* Natural language region descriptions

..............................

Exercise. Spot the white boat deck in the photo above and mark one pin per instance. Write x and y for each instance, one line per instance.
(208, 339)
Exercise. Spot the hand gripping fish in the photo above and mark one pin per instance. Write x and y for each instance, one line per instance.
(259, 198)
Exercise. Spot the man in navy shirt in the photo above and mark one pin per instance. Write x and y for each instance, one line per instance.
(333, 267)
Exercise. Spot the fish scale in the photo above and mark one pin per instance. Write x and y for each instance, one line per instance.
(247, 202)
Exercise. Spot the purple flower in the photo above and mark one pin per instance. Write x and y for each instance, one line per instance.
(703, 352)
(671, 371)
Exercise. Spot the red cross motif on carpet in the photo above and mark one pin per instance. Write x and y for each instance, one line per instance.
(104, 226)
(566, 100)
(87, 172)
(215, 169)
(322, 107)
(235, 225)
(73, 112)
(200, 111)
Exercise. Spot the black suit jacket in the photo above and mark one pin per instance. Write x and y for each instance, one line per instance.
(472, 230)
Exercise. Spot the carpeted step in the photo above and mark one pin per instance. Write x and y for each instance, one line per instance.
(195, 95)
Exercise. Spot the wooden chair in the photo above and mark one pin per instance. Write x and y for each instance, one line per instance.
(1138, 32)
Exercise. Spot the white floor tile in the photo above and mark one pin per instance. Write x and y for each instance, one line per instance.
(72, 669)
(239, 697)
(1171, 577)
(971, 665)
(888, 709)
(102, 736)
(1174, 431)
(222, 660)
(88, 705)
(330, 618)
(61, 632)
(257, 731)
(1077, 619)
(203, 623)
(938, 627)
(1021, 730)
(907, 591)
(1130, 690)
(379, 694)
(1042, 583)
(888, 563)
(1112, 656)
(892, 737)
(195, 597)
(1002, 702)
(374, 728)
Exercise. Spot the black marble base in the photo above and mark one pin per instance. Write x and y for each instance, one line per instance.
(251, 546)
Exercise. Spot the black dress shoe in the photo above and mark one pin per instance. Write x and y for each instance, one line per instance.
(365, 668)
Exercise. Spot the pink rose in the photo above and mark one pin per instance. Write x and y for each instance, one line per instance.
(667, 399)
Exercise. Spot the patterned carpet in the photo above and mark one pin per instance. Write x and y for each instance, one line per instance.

..............................

* What you have to do
With the line containing "Exercise. Spot the black marble" as the first and the final line of the records as the last, copy that span exactly and nothing more.

* The answer
Exercise. Spot the black marble base in the photo above and mark one pin per instance. Write x and y for each instance, one line per instance.
(251, 546)
Exercise. Spot the black dress shoe in the photo above and mark one pin per instance. Write x and y for each instance, one line per instance.
(365, 668)
Exercise. Spot the pink rose in the photo above and mark one pin per instance. Write x and y for each instance, one line per instance.
(667, 399)
Exercise. Spot the patterned carpet in the photo above and mark one pin per instance. Write x and y for each instance, one line per instance.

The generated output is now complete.